### [Required action]
The whole listing is to be set down again without alteration.

──────────────────────────────

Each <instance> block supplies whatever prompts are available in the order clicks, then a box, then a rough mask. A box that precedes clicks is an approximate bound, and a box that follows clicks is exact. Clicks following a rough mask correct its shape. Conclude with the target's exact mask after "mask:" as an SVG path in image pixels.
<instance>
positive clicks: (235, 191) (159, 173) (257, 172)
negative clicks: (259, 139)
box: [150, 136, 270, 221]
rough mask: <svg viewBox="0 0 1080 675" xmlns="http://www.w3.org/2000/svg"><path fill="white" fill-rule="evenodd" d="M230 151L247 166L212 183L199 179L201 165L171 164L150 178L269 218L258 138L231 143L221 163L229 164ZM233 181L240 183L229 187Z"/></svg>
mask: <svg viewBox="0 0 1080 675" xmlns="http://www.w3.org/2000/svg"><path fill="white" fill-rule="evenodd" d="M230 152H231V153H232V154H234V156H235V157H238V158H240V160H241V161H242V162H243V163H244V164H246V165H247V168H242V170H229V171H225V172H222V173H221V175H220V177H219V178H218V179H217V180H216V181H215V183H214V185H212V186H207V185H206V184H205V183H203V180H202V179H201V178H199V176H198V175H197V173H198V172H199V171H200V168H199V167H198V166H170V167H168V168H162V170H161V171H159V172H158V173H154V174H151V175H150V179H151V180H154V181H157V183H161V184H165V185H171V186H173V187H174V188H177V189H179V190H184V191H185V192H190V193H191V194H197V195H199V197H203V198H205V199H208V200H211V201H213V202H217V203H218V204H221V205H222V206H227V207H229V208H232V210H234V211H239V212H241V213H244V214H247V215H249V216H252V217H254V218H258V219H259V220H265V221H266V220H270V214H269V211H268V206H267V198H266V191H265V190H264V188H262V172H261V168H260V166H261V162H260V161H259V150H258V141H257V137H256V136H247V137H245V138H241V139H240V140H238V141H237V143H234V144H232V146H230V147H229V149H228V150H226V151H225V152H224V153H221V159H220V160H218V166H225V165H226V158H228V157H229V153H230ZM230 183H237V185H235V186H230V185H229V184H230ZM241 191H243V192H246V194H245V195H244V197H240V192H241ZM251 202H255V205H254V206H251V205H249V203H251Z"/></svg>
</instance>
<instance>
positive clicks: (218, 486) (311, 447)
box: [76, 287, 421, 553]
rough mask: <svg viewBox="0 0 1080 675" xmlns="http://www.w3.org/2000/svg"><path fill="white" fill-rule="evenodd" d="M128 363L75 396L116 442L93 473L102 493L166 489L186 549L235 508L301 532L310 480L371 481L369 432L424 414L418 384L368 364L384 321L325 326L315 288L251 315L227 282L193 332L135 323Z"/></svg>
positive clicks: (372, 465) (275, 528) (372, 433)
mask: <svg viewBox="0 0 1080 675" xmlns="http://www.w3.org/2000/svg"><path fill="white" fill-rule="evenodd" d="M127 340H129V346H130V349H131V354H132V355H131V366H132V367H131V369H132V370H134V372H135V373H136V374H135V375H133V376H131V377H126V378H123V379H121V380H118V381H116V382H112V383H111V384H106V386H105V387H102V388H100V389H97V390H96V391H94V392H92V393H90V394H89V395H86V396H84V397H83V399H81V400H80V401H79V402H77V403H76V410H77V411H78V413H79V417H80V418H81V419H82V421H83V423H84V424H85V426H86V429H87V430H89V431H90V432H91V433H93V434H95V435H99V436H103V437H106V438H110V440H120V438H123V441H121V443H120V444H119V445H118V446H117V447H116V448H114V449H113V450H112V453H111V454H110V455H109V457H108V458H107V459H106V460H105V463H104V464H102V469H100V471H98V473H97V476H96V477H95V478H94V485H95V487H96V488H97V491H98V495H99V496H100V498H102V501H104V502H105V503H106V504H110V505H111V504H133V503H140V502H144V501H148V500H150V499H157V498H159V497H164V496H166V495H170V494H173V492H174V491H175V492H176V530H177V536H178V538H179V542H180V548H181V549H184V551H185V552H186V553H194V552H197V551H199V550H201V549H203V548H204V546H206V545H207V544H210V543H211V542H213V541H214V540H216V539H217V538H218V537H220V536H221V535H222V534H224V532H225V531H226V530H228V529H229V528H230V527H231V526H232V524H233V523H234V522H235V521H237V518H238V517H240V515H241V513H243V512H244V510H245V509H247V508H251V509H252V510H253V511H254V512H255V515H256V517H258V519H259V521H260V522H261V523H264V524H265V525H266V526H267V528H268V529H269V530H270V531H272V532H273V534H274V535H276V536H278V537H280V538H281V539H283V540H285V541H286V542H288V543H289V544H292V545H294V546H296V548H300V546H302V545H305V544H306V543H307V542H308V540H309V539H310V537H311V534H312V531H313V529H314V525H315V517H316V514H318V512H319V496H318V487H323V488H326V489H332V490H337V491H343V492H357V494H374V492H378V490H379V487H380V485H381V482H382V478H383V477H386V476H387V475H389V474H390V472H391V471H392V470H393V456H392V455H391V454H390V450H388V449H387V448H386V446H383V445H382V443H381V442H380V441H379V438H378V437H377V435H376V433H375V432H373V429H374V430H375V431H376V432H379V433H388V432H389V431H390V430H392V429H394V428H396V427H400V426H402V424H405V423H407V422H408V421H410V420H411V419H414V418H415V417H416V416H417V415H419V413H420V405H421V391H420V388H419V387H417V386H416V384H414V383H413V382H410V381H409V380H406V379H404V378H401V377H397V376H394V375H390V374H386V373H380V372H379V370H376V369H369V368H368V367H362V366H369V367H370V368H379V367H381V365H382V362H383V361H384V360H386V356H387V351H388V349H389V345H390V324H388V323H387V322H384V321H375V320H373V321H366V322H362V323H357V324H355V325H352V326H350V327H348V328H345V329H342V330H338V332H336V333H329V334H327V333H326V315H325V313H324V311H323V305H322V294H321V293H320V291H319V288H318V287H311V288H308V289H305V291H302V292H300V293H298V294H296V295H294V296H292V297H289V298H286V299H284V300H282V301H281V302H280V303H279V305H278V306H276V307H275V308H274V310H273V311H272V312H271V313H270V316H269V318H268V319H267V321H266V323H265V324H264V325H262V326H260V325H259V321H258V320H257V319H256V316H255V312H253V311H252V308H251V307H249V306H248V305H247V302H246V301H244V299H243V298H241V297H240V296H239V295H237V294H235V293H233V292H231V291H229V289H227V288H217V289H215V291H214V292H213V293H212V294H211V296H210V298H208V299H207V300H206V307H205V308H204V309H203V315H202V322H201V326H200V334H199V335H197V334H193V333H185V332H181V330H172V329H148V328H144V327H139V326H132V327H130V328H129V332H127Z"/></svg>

──────────────────────────────

### [Task output]
Each <instance> block supplies whatever prompts are available in the order clicks, then a box, then a rough mask. A box that precedes clicks is an approximate bound, and a box that follows clicks is exact. Clicks following a rough mask correct its shape. Conclude with the target's exact mask after "mask:" as an SVG path in image pixels.
<instance>
positive clicks: (235, 191) (159, 173) (257, 172)
negative clicks: (259, 139)
box: [150, 136, 270, 221]
rough mask: <svg viewBox="0 0 1080 675" xmlns="http://www.w3.org/2000/svg"><path fill="white" fill-rule="evenodd" d="M230 151L247 166L212 183L199 179L201 165L171 164L150 178L269 218L258 138L231 143L221 163L229 164ZM233 181L240 183L229 187Z"/></svg>
mask: <svg viewBox="0 0 1080 675" xmlns="http://www.w3.org/2000/svg"><path fill="white" fill-rule="evenodd" d="M230 152H231V153H232V154H234V156H235V157H238V158H240V160H241V161H242V162H243V163H244V164H246V165H247V168H242V170H229V171H225V172H222V173H221V175H220V177H219V178H218V179H217V180H216V181H215V183H214V185H212V186H207V185H206V184H205V183H203V180H202V179H201V178H199V176H198V175H197V173H198V172H199V171H200V168H199V167H198V166H170V167H168V168H162V170H161V171H159V172H158V173H154V174H151V175H150V179H151V180H154V181H157V183H161V184H165V185H171V186H173V187H174V188H177V189H179V190H184V191H185V192H190V193H191V194H197V195H199V197H203V198H205V199H208V200H211V201H213V202H217V203H218V204H221V205H222V206H227V207H229V208H232V210H234V211H239V212H241V213H244V214H247V215H249V216H252V217H254V218H258V219H259V220H265V221H266V220H270V214H269V211H268V206H267V198H266V191H265V190H264V188H262V172H261V168H260V166H261V162H260V161H259V150H258V141H257V137H256V136H247V137H245V138H241V139H240V140H238V141H237V143H234V144H232V146H230V147H229V149H228V150H226V151H225V152H224V153H221V159H220V160H218V166H225V165H226V158H228V157H229V153H230ZM230 183H237V185H235V186H230V185H229V184H230ZM241 191H243V192H246V194H245V195H244V197H240V192H241ZM251 202H255V205H254V206H251V205H249V203H251Z"/></svg>
</instance>
<instance>
positive clicks: (218, 486) (311, 447)
box: [76, 287, 421, 553]
rough mask: <svg viewBox="0 0 1080 675" xmlns="http://www.w3.org/2000/svg"><path fill="white" fill-rule="evenodd" d="M128 363L75 396L116 442L93 473L102 493L166 489L186 549L235 508L301 532L310 480L371 481L369 432L424 414L418 384L368 364L384 321L325 326L315 288L251 315L227 282L193 332L135 323Z"/></svg>
positive clicks: (372, 465) (275, 528) (372, 433)
mask: <svg viewBox="0 0 1080 675" xmlns="http://www.w3.org/2000/svg"><path fill="white" fill-rule="evenodd" d="M127 340H129V346H130V349H131V354H132V355H131V366H132V367H131V369H132V370H134V372H135V373H136V374H135V375H133V376H131V377H126V378H123V379H121V380H118V381H116V382H112V383H111V384H106V386H105V387H102V388H100V389H97V390H96V391H94V392H92V393H90V394H89V395H86V396H84V397H83V399H81V400H80V401H79V402H77V403H76V410H77V411H78V413H79V417H80V418H81V419H82V421H83V423H84V424H85V426H86V429H87V430H89V431H90V432H91V433H93V434H95V435H99V436H103V437H106V438H110V440H120V438H123V441H121V443H120V444H119V445H118V446H117V447H116V448H114V449H113V450H112V453H111V454H110V455H109V457H108V458H107V459H106V460H105V463H104V464H102V469H100V471H98V473H97V476H96V477H95V478H94V485H95V487H96V488H97V491H98V495H99V496H100V498H102V501H104V502H105V503H106V504H110V505H111V504H133V503H140V502H144V501H148V500H150V499H157V498H159V497H164V496H166V495H170V494H173V492H174V491H175V492H176V530H177V536H178V538H179V542H180V548H181V549H184V551H185V552H186V553H194V552H197V551H199V550H201V549H203V548H204V546H206V545H207V544H210V543H211V542H213V541H214V540H216V539H217V538H218V537H220V536H221V535H222V534H224V532H225V531H226V530H228V529H229V528H230V527H231V526H232V524H233V523H234V522H235V521H237V518H238V517H240V515H241V513H243V512H244V510H245V509H247V508H251V509H252V510H253V511H254V512H255V515H256V517H258V519H259V521H260V522H261V523H264V524H265V525H266V526H267V528H268V529H269V530H270V531H272V532H273V534H274V535H276V536H278V537H280V538H281V539H283V540H285V541H286V542H288V543H289V544H292V545H294V546H296V548H300V546H302V545H305V544H306V543H307V542H308V540H309V539H310V537H311V534H312V531H313V529H314V525H315V517H316V514H318V512H319V496H318V487H323V488H326V489H332V490H337V491H343V492H357V494H374V492H378V490H379V487H380V485H381V482H382V478H383V477H386V476H387V475H389V474H390V472H391V471H392V470H393V456H392V455H391V454H390V450H388V449H387V448H386V446H383V445H382V443H381V442H380V441H379V438H378V437H377V435H376V433H375V432H373V429H374V430H375V431H376V432H379V433H388V432H389V431H390V430H392V429H394V428H396V427H400V426H402V424H405V423H407V422H408V421H410V420H411V419H414V418H415V417H416V416H417V415H419V413H420V405H421V391H420V388H419V387H417V386H416V384H414V383H413V382H410V381H409V380H406V379H404V378H401V377H397V376H394V375H390V374H386V373H380V372H379V370H376V369H369V368H368V367H362V366H369V367H370V368H379V367H381V365H382V362H383V361H384V360H386V356H387V351H388V349H389V345H390V324H388V323H387V322H384V321H375V320H373V321H366V322H362V323H357V324H355V325H352V326H350V327H348V328H345V329H342V330H338V332H336V333H329V334H327V333H326V315H325V313H324V311H323V305H322V294H321V293H320V291H319V288H318V287H311V288H308V289H305V291H302V292H300V293H298V294H296V295H294V296H292V297H289V298H286V299H284V300H282V301H281V302H280V303H279V305H278V306H276V307H275V308H274V310H273V311H272V312H271V313H270V316H269V318H268V319H267V321H266V323H265V324H264V325H262V326H260V325H259V321H258V320H257V319H256V316H255V312H253V311H252V308H251V307H249V306H248V305H247V302H246V301H244V299H243V298H241V297H240V296H239V295H237V294H235V293H233V292H231V291H229V289H227V288H217V289H215V291H214V292H213V293H212V294H211V296H210V298H208V299H207V300H206V307H205V308H204V309H203V315H202V322H201V326H200V334H199V335H197V334H193V333H185V332H181V330H172V329H148V328H144V327H139V326H132V327H130V328H129V332H127Z"/></svg>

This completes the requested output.